### [What to work on]
Retype the tail of the data exactly, starting at the line containing "query: locate the framed landscape painting" and stopping at the last line.

Saved data entries
◆ ◆ ◆
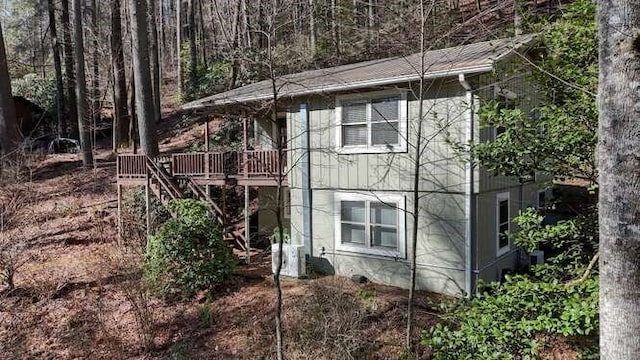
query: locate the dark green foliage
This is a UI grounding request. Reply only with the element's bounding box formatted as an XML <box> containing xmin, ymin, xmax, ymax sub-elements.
<box><xmin>144</xmin><ymin>199</ymin><xmax>235</xmax><ymax>296</ymax></box>
<box><xmin>422</xmin><ymin>276</ymin><xmax>598</xmax><ymax>360</ymax></box>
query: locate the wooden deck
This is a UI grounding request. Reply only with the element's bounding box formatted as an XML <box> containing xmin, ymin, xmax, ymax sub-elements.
<box><xmin>117</xmin><ymin>150</ymin><xmax>287</xmax><ymax>186</ymax></box>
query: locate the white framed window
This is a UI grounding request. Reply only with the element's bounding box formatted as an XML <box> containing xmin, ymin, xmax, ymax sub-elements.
<box><xmin>335</xmin><ymin>90</ymin><xmax>407</xmax><ymax>154</ymax></box>
<box><xmin>490</xmin><ymin>86</ymin><xmax>518</xmax><ymax>141</ymax></box>
<box><xmin>496</xmin><ymin>192</ymin><xmax>511</xmax><ymax>256</ymax></box>
<box><xmin>334</xmin><ymin>193</ymin><xmax>406</xmax><ymax>259</ymax></box>
<box><xmin>282</xmin><ymin>187</ymin><xmax>291</xmax><ymax>219</ymax></box>
<box><xmin>536</xmin><ymin>189</ymin><xmax>548</xmax><ymax>210</ymax></box>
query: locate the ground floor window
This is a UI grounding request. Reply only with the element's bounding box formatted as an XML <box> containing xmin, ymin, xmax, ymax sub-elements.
<box><xmin>496</xmin><ymin>192</ymin><xmax>511</xmax><ymax>256</ymax></box>
<box><xmin>335</xmin><ymin>193</ymin><xmax>406</xmax><ymax>258</ymax></box>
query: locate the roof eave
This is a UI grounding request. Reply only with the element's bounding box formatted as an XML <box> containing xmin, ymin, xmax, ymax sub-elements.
<box><xmin>182</xmin><ymin>61</ymin><xmax>495</xmax><ymax>110</ymax></box>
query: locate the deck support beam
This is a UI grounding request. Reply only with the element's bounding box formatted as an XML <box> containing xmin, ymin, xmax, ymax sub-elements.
<box><xmin>244</xmin><ymin>185</ymin><xmax>251</xmax><ymax>265</ymax></box>
<box><xmin>144</xmin><ymin>175</ymin><xmax>151</xmax><ymax>242</ymax></box>
<box><xmin>117</xmin><ymin>184</ymin><xmax>122</xmax><ymax>245</ymax></box>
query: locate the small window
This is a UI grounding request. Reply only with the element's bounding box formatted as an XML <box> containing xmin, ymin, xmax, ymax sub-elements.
<box><xmin>336</xmin><ymin>193</ymin><xmax>405</xmax><ymax>258</ymax></box>
<box><xmin>496</xmin><ymin>193</ymin><xmax>511</xmax><ymax>256</ymax></box>
<box><xmin>336</xmin><ymin>93</ymin><xmax>406</xmax><ymax>153</ymax></box>
<box><xmin>282</xmin><ymin>187</ymin><xmax>291</xmax><ymax>219</ymax></box>
<box><xmin>492</xmin><ymin>86</ymin><xmax>518</xmax><ymax>141</ymax></box>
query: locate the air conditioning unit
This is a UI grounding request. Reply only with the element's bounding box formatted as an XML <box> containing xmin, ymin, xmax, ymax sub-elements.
<box><xmin>271</xmin><ymin>244</ymin><xmax>307</xmax><ymax>278</ymax></box>
<box><xmin>529</xmin><ymin>250</ymin><xmax>544</xmax><ymax>265</ymax></box>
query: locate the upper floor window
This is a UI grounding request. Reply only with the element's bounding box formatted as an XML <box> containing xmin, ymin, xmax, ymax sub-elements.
<box><xmin>336</xmin><ymin>92</ymin><xmax>407</xmax><ymax>153</ymax></box>
<box><xmin>496</xmin><ymin>192</ymin><xmax>511</xmax><ymax>256</ymax></box>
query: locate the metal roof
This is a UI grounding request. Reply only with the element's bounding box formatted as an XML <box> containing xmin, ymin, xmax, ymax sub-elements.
<box><xmin>183</xmin><ymin>34</ymin><xmax>535</xmax><ymax>109</ymax></box>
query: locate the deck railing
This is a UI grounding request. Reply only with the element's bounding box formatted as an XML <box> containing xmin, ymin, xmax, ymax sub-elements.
<box><xmin>244</xmin><ymin>150</ymin><xmax>286</xmax><ymax>177</ymax></box>
<box><xmin>117</xmin><ymin>154</ymin><xmax>147</xmax><ymax>178</ymax></box>
<box><xmin>118</xmin><ymin>150</ymin><xmax>286</xmax><ymax>179</ymax></box>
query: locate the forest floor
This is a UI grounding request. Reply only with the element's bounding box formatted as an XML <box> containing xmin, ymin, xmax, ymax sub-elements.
<box><xmin>0</xmin><ymin>111</ymin><xmax>437</xmax><ymax>359</ymax></box>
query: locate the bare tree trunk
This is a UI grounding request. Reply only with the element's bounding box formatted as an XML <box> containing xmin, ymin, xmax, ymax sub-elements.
<box><xmin>0</xmin><ymin>20</ymin><xmax>19</xmax><ymax>154</ymax></box>
<box><xmin>597</xmin><ymin>0</ymin><xmax>640</xmax><ymax>359</ymax></box>
<box><xmin>129</xmin><ymin>0</ymin><xmax>158</xmax><ymax>157</ymax></box>
<box><xmin>91</xmin><ymin>0</ymin><xmax>100</xmax><ymax>147</ymax></box>
<box><xmin>406</xmin><ymin>1</ymin><xmax>433</xmax><ymax>356</ymax></box>
<box><xmin>148</xmin><ymin>0</ymin><xmax>162</xmax><ymax>123</ymax></box>
<box><xmin>331</xmin><ymin>0</ymin><xmax>340</xmax><ymax>58</ymax></box>
<box><xmin>176</xmin><ymin>0</ymin><xmax>184</xmax><ymax>94</ymax></box>
<box><xmin>187</xmin><ymin>0</ymin><xmax>198</xmax><ymax>91</ymax></box>
<box><xmin>61</xmin><ymin>0</ymin><xmax>80</xmax><ymax>139</ymax></box>
<box><xmin>111</xmin><ymin>0</ymin><xmax>130</xmax><ymax>151</ymax></box>
<box><xmin>513</xmin><ymin>0</ymin><xmax>524</xmax><ymax>36</ymax></box>
<box><xmin>309</xmin><ymin>0</ymin><xmax>317</xmax><ymax>56</ymax></box>
<box><xmin>197</xmin><ymin>0</ymin><xmax>209</xmax><ymax>69</ymax></box>
<box><xmin>73</xmin><ymin>0</ymin><xmax>93</xmax><ymax>166</ymax></box>
<box><xmin>47</xmin><ymin>0</ymin><xmax>67</xmax><ymax>137</ymax></box>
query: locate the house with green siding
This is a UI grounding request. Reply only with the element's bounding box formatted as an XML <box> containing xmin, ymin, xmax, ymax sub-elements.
<box><xmin>120</xmin><ymin>35</ymin><xmax>545</xmax><ymax>295</ymax></box>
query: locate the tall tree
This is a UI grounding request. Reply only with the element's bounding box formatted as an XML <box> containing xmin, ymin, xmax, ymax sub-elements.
<box><xmin>597</xmin><ymin>0</ymin><xmax>640</xmax><ymax>359</ymax></box>
<box><xmin>73</xmin><ymin>0</ymin><xmax>93</xmax><ymax>166</ymax></box>
<box><xmin>187</xmin><ymin>0</ymin><xmax>198</xmax><ymax>91</ymax></box>
<box><xmin>91</xmin><ymin>0</ymin><xmax>100</xmax><ymax>146</ymax></box>
<box><xmin>47</xmin><ymin>0</ymin><xmax>67</xmax><ymax>136</ymax></box>
<box><xmin>61</xmin><ymin>0</ymin><xmax>79</xmax><ymax>139</ymax></box>
<box><xmin>0</xmin><ymin>20</ymin><xmax>19</xmax><ymax>154</ymax></box>
<box><xmin>111</xmin><ymin>0</ymin><xmax>130</xmax><ymax>150</ymax></box>
<box><xmin>129</xmin><ymin>0</ymin><xmax>158</xmax><ymax>157</ymax></box>
<box><xmin>176</xmin><ymin>0</ymin><xmax>184</xmax><ymax>94</ymax></box>
<box><xmin>148</xmin><ymin>0</ymin><xmax>162</xmax><ymax>122</ymax></box>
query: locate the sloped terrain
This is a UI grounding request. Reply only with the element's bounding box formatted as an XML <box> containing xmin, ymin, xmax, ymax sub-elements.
<box><xmin>0</xmin><ymin>125</ymin><xmax>435</xmax><ymax>359</ymax></box>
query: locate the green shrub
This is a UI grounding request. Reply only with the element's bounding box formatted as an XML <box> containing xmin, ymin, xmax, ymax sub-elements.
<box><xmin>422</xmin><ymin>275</ymin><xmax>598</xmax><ymax>359</ymax></box>
<box><xmin>144</xmin><ymin>199</ymin><xmax>235</xmax><ymax>296</ymax></box>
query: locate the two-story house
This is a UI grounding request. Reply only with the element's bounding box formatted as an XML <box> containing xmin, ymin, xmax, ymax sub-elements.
<box><xmin>119</xmin><ymin>35</ymin><xmax>544</xmax><ymax>295</ymax></box>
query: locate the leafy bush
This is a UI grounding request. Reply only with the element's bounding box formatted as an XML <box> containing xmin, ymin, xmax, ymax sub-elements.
<box><xmin>144</xmin><ymin>199</ymin><xmax>235</xmax><ymax>296</ymax></box>
<box><xmin>422</xmin><ymin>276</ymin><xmax>598</xmax><ymax>359</ymax></box>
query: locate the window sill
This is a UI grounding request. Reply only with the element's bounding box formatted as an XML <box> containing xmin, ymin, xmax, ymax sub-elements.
<box><xmin>336</xmin><ymin>146</ymin><xmax>407</xmax><ymax>155</ymax></box>
<box><xmin>336</xmin><ymin>244</ymin><xmax>405</xmax><ymax>259</ymax></box>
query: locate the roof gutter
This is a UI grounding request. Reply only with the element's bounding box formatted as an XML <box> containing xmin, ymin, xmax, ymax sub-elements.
<box><xmin>182</xmin><ymin>62</ymin><xmax>494</xmax><ymax>109</ymax></box>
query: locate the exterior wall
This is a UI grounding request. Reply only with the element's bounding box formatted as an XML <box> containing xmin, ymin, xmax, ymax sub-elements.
<box><xmin>288</xmin><ymin>57</ymin><xmax>540</xmax><ymax>295</ymax></box>
<box><xmin>474</xmin><ymin>58</ymin><xmax>549</xmax><ymax>281</ymax></box>
<box><xmin>288</xmin><ymin>79</ymin><xmax>469</xmax><ymax>295</ymax></box>
<box><xmin>258</xmin><ymin>186</ymin><xmax>291</xmax><ymax>237</ymax></box>
<box><xmin>474</xmin><ymin>182</ymin><xmax>542</xmax><ymax>281</ymax></box>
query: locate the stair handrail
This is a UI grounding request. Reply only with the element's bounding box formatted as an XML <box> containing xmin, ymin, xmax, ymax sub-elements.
<box><xmin>147</xmin><ymin>157</ymin><xmax>182</xmax><ymax>200</ymax></box>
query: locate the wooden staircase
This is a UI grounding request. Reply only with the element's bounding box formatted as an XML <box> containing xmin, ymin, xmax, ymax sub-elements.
<box><xmin>146</xmin><ymin>157</ymin><xmax>246</xmax><ymax>251</ymax></box>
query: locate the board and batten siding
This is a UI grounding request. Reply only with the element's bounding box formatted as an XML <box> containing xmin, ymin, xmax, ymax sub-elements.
<box><xmin>288</xmin><ymin>80</ymin><xmax>468</xmax><ymax>295</ymax></box>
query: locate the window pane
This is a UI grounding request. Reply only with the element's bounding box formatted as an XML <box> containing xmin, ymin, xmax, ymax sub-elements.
<box><xmin>371</xmin><ymin>122</ymin><xmax>399</xmax><ymax>145</ymax></box>
<box><xmin>498</xmin><ymin>224</ymin><xmax>509</xmax><ymax>249</ymax></box>
<box><xmin>371</xmin><ymin>226</ymin><xmax>398</xmax><ymax>249</ymax></box>
<box><xmin>371</xmin><ymin>98</ymin><xmax>399</xmax><ymax>121</ymax></box>
<box><xmin>498</xmin><ymin>200</ymin><xmax>509</xmax><ymax>224</ymax></box>
<box><xmin>342</xmin><ymin>125</ymin><xmax>367</xmax><ymax>146</ymax></box>
<box><xmin>342</xmin><ymin>103</ymin><xmax>367</xmax><ymax>124</ymax></box>
<box><xmin>342</xmin><ymin>223</ymin><xmax>366</xmax><ymax>245</ymax></box>
<box><xmin>341</xmin><ymin>201</ymin><xmax>365</xmax><ymax>224</ymax></box>
<box><xmin>371</xmin><ymin>202</ymin><xmax>398</xmax><ymax>226</ymax></box>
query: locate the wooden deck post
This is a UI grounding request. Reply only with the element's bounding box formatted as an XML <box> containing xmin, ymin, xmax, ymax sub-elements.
<box><xmin>117</xmin><ymin>184</ymin><xmax>122</xmax><ymax>245</ymax></box>
<box><xmin>144</xmin><ymin>174</ymin><xmax>151</xmax><ymax>241</ymax></box>
<box><xmin>244</xmin><ymin>185</ymin><xmax>251</xmax><ymax>265</ymax></box>
<box><xmin>242</xmin><ymin>117</ymin><xmax>249</xmax><ymax>177</ymax></box>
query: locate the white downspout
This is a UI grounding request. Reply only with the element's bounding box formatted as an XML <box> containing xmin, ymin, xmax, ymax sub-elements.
<box><xmin>458</xmin><ymin>74</ymin><xmax>476</xmax><ymax>297</ymax></box>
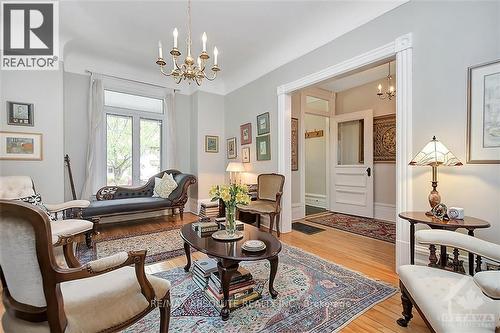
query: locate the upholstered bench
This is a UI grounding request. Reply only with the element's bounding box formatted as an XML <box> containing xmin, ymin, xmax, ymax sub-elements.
<box><xmin>82</xmin><ymin>170</ymin><xmax>196</xmax><ymax>223</ymax></box>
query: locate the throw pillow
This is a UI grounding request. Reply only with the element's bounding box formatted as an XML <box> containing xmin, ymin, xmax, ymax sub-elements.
<box><xmin>17</xmin><ymin>193</ymin><xmax>56</xmax><ymax>221</ymax></box>
<box><xmin>153</xmin><ymin>173</ymin><xmax>178</xmax><ymax>198</ymax></box>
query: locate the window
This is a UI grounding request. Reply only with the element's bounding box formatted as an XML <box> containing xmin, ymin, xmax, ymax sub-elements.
<box><xmin>104</xmin><ymin>90</ymin><xmax>164</xmax><ymax>186</ymax></box>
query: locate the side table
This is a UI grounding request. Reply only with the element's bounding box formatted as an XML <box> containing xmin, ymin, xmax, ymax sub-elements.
<box><xmin>399</xmin><ymin>212</ymin><xmax>490</xmax><ymax>275</ymax></box>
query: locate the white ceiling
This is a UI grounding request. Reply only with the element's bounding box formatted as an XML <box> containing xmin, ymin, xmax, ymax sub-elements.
<box><xmin>60</xmin><ymin>0</ymin><xmax>407</xmax><ymax>94</ymax></box>
<box><xmin>318</xmin><ymin>61</ymin><xmax>396</xmax><ymax>92</ymax></box>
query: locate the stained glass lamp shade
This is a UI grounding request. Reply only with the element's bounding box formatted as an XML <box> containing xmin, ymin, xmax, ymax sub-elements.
<box><xmin>410</xmin><ymin>136</ymin><xmax>462</xmax><ymax>215</ymax></box>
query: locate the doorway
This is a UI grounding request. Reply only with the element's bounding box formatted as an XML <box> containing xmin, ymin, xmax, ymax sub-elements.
<box><xmin>277</xmin><ymin>33</ymin><xmax>412</xmax><ymax>268</ymax></box>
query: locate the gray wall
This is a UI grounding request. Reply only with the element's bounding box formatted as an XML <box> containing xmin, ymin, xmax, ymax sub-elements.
<box><xmin>0</xmin><ymin>69</ymin><xmax>64</xmax><ymax>203</ymax></box>
<box><xmin>225</xmin><ymin>1</ymin><xmax>500</xmax><ymax>243</ymax></box>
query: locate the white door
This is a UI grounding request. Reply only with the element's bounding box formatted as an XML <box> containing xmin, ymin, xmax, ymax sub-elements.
<box><xmin>331</xmin><ymin>110</ymin><xmax>373</xmax><ymax>218</ymax></box>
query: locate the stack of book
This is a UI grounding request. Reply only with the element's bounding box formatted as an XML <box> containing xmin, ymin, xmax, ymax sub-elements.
<box><xmin>205</xmin><ymin>267</ymin><xmax>261</xmax><ymax>310</ymax></box>
<box><xmin>193</xmin><ymin>258</ymin><xmax>217</xmax><ymax>289</ymax></box>
<box><xmin>200</xmin><ymin>201</ymin><xmax>219</xmax><ymax>218</ymax></box>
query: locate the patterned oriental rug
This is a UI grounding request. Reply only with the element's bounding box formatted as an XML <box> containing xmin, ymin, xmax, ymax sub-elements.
<box><xmin>306</xmin><ymin>212</ymin><xmax>396</xmax><ymax>244</ymax></box>
<box><xmin>76</xmin><ymin>226</ymin><xmax>191</xmax><ymax>264</ymax></box>
<box><xmin>124</xmin><ymin>244</ymin><xmax>397</xmax><ymax>333</ymax></box>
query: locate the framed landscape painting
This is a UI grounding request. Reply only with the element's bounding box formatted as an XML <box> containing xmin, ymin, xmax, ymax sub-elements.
<box><xmin>205</xmin><ymin>135</ymin><xmax>219</xmax><ymax>153</ymax></box>
<box><xmin>257</xmin><ymin>112</ymin><xmax>271</xmax><ymax>135</ymax></box>
<box><xmin>227</xmin><ymin>138</ymin><xmax>238</xmax><ymax>160</ymax></box>
<box><xmin>0</xmin><ymin>132</ymin><xmax>43</xmax><ymax>161</ymax></box>
<box><xmin>240</xmin><ymin>123</ymin><xmax>252</xmax><ymax>145</ymax></box>
<box><xmin>241</xmin><ymin>147</ymin><xmax>250</xmax><ymax>163</ymax></box>
<box><xmin>467</xmin><ymin>60</ymin><xmax>500</xmax><ymax>164</ymax></box>
<box><xmin>255</xmin><ymin>134</ymin><xmax>271</xmax><ymax>161</ymax></box>
<box><xmin>7</xmin><ymin>102</ymin><xmax>34</xmax><ymax>126</ymax></box>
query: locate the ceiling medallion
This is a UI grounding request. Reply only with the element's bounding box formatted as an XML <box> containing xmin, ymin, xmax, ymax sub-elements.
<box><xmin>156</xmin><ymin>0</ymin><xmax>220</xmax><ymax>86</ymax></box>
<box><xmin>377</xmin><ymin>62</ymin><xmax>396</xmax><ymax>100</ymax></box>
◆ ◆ ◆
### [Answer to the task]
query: locate the framed landscape painting
This is a UI grounding request. Reply only with the element's bounding box formatted as an XML <box> containing xmin, ymin, xmax, ymax sub-elements.
<box><xmin>205</xmin><ymin>135</ymin><xmax>219</xmax><ymax>153</ymax></box>
<box><xmin>257</xmin><ymin>112</ymin><xmax>271</xmax><ymax>135</ymax></box>
<box><xmin>227</xmin><ymin>138</ymin><xmax>238</xmax><ymax>160</ymax></box>
<box><xmin>0</xmin><ymin>132</ymin><xmax>43</xmax><ymax>161</ymax></box>
<box><xmin>240</xmin><ymin>123</ymin><xmax>252</xmax><ymax>145</ymax></box>
<box><xmin>241</xmin><ymin>147</ymin><xmax>250</xmax><ymax>163</ymax></box>
<box><xmin>467</xmin><ymin>60</ymin><xmax>500</xmax><ymax>164</ymax></box>
<box><xmin>255</xmin><ymin>134</ymin><xmax>271</xmax><ymax>161</ymax></box>
<box><xmin>7</xmin><ymin>102</ymin><xmax>34</xmax><ymax>126</ymax></box>
query: locate the ceiling medallion
This is a UI grounding request. Reply only with the element's bounding box formatted as an XML <box> containing xmin, ymin, xmax, ymax sub-elements.
<box><xmin>156</xmin><ymin>0</ymin><xmax>220</xmax><ymax>86</ymax></box>
<box><xmin>377</xmin><ymin>62</ymin><xmax>396</xmax><ymax>100</ymax></box>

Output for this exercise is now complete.